- EXERCISE INPUTS:
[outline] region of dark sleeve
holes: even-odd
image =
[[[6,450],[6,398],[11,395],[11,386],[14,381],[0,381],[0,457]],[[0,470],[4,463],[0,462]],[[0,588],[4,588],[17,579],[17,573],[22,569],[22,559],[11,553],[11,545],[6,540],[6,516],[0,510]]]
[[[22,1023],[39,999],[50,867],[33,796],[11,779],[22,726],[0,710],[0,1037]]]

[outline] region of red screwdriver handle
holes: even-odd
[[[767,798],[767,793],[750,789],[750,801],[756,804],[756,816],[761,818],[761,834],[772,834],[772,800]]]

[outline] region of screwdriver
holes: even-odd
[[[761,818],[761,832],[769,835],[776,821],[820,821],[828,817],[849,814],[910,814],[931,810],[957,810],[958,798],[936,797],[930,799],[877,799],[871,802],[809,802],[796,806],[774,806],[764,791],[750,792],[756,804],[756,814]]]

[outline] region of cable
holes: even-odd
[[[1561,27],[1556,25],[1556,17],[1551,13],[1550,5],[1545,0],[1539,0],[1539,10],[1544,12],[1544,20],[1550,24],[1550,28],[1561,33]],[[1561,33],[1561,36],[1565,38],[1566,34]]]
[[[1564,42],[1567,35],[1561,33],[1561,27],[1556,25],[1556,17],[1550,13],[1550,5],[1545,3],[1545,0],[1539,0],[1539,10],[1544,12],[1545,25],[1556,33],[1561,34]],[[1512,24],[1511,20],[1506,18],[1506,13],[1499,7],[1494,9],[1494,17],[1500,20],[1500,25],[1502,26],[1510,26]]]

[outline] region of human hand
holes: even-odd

- WORK ITEM: Check each line of the records above for the word "region" and report how many lines have it, as a number only.

- RESULT: 5